» PASSAGE:

Eighty-three year old Etta is full of life, but she has never seen the ocean!  So she decides to walk some 3,000 kilometers from Saskatchewan, Canada east to the sea.  She leaves a note on the kitchen table for her husband, Otto, stating “I will try to remember to come back”, and loads up provisions including a rifle and some chocolate before heading out.  It is Russell, life-long friend a neighbor to Otto, who eventually decides to set out after Etta.  The final title character, James, can only be described as a supernatural coyote who accompanies Etta along part of her journey.

 

This novel is all story, and as many of my favorite story tellers do, Hooper paints her landscape with the broad brush of magical realism.  I loved Etta and her feisty determination.  This novel is quirky and engaging.  Want to escape this summer?  Hike along with Etta and James.

» EXERCISE DATA:
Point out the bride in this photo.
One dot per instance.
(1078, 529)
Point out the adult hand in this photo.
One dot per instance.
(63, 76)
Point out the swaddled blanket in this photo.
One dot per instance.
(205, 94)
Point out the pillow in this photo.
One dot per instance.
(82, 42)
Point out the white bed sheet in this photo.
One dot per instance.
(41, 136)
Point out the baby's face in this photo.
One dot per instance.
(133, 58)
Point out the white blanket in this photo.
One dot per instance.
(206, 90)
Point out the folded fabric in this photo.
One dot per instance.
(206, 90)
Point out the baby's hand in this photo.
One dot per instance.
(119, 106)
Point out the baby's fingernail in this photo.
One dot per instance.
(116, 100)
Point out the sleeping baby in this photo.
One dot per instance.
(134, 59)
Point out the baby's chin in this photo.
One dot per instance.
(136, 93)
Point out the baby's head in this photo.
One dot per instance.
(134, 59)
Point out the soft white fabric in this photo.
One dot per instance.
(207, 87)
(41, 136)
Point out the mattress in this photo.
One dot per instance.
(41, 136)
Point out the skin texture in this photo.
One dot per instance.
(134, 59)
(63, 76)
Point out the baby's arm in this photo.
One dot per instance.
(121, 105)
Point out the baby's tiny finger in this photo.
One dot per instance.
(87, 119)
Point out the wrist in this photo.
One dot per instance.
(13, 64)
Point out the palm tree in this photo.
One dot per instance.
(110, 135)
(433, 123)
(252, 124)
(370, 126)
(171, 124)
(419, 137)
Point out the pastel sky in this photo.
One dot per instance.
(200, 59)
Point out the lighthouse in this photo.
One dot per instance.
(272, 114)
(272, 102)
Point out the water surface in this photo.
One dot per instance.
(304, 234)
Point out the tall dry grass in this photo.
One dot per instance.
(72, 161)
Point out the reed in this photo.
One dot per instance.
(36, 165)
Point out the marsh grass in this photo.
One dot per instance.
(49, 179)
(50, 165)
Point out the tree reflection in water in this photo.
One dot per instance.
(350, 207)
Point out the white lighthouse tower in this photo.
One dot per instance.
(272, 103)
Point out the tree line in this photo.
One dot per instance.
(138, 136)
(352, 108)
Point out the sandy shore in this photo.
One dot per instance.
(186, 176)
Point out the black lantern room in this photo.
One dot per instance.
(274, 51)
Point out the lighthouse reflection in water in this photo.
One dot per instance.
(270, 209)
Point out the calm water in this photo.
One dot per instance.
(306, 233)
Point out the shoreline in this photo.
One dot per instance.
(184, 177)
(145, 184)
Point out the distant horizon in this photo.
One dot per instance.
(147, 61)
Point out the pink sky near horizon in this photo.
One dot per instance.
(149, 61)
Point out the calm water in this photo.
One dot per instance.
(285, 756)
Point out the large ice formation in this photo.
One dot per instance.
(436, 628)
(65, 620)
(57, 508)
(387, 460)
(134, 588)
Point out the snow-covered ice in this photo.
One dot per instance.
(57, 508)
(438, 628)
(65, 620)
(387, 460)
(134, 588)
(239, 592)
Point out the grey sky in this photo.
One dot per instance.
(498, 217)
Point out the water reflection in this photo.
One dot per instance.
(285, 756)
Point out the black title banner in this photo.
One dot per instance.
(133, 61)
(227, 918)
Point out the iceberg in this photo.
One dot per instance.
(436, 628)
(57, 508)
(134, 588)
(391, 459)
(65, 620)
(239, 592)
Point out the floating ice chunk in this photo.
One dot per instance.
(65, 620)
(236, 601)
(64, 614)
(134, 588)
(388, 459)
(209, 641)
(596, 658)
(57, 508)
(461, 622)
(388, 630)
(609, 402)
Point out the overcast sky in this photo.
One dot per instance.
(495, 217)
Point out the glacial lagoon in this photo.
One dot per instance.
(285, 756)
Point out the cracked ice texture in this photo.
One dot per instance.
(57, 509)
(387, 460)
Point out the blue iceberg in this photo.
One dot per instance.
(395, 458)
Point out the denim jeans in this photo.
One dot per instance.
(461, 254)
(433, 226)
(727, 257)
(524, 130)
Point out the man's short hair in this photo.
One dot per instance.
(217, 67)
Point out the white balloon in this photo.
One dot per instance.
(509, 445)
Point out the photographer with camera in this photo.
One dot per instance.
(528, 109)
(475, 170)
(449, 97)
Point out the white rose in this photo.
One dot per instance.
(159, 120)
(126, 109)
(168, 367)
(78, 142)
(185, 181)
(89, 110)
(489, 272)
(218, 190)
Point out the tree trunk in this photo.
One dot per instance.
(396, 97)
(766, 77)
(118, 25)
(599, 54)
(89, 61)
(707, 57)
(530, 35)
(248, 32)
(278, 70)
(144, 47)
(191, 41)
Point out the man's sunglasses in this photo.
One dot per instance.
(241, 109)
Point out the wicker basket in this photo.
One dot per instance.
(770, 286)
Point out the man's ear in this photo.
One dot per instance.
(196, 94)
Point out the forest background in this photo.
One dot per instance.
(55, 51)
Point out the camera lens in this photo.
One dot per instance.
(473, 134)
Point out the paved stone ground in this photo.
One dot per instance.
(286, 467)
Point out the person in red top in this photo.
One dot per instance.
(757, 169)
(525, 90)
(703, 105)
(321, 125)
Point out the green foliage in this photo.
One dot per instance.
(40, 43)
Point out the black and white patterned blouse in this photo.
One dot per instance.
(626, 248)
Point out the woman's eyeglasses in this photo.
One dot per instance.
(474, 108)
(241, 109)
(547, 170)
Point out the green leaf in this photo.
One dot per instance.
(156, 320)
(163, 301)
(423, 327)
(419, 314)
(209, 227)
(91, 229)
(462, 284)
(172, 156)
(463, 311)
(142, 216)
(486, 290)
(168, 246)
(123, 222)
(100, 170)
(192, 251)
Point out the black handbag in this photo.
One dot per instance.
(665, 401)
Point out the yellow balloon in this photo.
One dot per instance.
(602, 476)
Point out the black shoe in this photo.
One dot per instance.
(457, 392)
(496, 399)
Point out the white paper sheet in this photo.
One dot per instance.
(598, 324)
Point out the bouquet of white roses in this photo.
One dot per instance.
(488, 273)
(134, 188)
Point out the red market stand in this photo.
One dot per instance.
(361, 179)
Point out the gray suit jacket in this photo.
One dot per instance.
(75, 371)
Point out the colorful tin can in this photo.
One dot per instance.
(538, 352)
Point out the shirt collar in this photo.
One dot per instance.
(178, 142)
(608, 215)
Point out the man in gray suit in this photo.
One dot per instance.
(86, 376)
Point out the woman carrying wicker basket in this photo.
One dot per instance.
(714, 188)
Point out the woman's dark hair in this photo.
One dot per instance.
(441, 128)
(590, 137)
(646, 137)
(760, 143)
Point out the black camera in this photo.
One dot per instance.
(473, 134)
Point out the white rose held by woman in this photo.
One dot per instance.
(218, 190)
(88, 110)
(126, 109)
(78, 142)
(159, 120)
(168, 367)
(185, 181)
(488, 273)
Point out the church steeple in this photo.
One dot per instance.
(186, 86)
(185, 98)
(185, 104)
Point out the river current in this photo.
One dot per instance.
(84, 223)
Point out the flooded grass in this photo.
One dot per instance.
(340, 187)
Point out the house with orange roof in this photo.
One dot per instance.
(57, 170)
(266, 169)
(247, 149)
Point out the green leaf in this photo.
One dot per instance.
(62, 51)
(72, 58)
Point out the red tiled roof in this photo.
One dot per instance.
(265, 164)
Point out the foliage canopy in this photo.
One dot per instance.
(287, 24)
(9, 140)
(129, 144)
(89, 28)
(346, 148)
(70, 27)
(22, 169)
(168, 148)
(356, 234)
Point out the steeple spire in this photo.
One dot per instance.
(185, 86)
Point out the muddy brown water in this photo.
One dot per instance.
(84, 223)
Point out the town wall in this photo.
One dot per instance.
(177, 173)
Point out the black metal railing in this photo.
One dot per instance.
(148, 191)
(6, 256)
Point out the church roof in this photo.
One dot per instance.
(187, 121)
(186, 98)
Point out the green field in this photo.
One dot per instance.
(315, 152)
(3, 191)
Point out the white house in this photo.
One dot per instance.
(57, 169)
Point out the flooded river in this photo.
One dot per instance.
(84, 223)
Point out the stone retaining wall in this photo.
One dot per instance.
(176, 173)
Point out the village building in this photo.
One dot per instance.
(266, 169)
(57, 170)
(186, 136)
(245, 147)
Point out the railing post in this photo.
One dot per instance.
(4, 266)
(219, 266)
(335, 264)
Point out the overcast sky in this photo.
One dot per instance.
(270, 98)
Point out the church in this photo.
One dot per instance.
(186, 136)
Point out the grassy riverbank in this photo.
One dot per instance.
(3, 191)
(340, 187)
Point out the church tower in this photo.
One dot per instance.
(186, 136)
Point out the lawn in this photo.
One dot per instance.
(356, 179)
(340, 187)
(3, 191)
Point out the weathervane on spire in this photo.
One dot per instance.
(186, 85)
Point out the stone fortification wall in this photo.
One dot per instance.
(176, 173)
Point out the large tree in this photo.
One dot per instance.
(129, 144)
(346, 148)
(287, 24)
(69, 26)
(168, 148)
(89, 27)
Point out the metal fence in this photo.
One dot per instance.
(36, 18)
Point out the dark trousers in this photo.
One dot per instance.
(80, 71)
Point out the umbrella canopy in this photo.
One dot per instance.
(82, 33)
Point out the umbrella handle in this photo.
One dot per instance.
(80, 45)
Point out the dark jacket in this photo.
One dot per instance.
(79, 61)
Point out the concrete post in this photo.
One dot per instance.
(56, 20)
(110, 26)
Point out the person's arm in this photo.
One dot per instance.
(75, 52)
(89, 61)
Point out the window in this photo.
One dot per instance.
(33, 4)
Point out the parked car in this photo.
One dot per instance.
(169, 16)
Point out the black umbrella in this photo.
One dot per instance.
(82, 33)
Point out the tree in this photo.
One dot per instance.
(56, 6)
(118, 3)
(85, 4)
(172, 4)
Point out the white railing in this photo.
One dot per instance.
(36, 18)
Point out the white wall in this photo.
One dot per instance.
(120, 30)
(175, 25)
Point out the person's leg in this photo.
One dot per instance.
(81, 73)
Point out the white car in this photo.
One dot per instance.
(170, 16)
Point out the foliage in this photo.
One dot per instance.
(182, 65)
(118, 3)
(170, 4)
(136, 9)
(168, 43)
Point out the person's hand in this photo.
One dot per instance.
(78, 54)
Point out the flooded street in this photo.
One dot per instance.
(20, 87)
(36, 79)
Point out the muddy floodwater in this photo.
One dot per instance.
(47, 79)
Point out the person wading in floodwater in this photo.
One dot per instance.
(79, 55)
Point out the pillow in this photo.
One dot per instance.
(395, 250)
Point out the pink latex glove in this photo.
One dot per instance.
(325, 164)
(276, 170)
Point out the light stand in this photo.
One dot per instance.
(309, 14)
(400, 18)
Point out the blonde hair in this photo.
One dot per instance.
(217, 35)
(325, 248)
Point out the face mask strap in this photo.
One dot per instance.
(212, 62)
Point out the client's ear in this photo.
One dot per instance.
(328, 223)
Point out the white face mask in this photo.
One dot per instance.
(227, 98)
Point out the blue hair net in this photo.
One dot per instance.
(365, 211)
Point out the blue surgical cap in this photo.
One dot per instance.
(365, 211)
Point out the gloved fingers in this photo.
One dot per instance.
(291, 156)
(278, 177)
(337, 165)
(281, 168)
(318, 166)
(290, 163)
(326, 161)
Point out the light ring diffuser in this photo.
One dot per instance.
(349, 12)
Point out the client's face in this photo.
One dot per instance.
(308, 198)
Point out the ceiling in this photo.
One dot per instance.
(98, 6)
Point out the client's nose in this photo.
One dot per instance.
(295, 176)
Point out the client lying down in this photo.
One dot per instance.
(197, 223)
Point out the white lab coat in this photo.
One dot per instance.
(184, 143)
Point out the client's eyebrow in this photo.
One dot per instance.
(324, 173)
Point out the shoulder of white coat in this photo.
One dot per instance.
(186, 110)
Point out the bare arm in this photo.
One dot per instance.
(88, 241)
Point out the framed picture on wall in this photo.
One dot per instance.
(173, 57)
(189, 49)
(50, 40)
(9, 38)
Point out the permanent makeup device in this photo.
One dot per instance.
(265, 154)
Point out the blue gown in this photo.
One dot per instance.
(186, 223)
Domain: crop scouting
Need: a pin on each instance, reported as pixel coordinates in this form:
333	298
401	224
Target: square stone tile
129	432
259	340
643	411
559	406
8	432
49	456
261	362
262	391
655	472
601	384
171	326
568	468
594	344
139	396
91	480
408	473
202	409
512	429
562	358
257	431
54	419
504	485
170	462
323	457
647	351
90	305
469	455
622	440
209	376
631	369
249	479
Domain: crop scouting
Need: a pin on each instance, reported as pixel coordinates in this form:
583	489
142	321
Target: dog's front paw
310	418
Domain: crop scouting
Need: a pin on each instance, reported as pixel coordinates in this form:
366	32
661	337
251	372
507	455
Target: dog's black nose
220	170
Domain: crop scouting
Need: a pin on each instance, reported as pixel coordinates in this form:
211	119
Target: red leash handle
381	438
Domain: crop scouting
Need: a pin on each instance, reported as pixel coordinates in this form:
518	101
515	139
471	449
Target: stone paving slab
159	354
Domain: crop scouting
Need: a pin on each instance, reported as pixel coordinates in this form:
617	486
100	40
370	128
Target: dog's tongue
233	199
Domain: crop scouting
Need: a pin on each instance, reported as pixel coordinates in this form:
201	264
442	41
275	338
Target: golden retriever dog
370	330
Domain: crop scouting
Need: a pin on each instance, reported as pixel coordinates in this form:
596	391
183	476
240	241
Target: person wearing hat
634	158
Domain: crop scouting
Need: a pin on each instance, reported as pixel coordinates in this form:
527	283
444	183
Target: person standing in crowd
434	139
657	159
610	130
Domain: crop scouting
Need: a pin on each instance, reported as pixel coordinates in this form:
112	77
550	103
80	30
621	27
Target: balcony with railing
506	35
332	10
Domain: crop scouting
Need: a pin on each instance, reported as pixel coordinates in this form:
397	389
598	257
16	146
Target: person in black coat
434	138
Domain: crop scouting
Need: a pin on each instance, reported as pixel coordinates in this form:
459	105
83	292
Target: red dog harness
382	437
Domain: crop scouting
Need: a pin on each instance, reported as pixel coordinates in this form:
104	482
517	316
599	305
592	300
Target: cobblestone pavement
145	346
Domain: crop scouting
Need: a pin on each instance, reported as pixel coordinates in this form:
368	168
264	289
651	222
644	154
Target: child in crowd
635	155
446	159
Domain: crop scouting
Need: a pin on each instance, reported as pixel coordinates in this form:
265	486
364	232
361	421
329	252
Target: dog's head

» EXERCISES:
#1 Summarize the book review in two sentences.
#2 In the book review, what does Etta write in the note she leaves on the kitchen table for Otto?
#3 Carry on the book review past its final sentence.
The listing has no part in any of these tasks.

» RESPONSES BY ITEM NUMBER:
#1 Eighty-three-year-old Etta, who has never seen the ocean, leaves a note for her husband Otto and sets out to walk some 3,000 kilometers from Saskatchewan east to the sea. Otto's life-long friend Russell eventually goes after her, a supernatural coyote named James joins her for part of the way, and the reviewer calls the novel quirky and engaging, praising Etta's feisty determination and Hooper's magical realism.

#2 "I will try to remember to come back."

#3
All the Bright Places

I don’t want to give too much away, but the moment I finished reading All the Bright Places by Jennifer Niven,  I posted a quick message to my teacher friends alerting them to tell all their book-craving students to put this title at the top of their summer reading lists.  The unlikely relationship between Theodore Finch and Violet Markey begins when they meet atop their Indiana high school’s bell tower.  In that instant they become “lifesavers” for one another – bouying each other through mean cliques, exaspering teachers, family issues, the wounds of the past and the uncertainty of the future.  

I fell in love with this book!  I devoured it.  It made me laugh and cry.  If I were still teaching I would be buying copies as end of the year gifts for my favorite students.  Of course Niven’s story is not entirely unique.  Of course the movie version, reported to star Elle Fanning as Violet, will be a hit.  Because the prose is smart and literary, the characters are flawed and real, and the theme strikes a chord with teens that still resonates in adults, All the Bright Places will become the next essential YA novel. 



Mosquitoland by David Arnold

March 13th, 2015 | Posted by Lackey in My Reading Life - (0 Comments)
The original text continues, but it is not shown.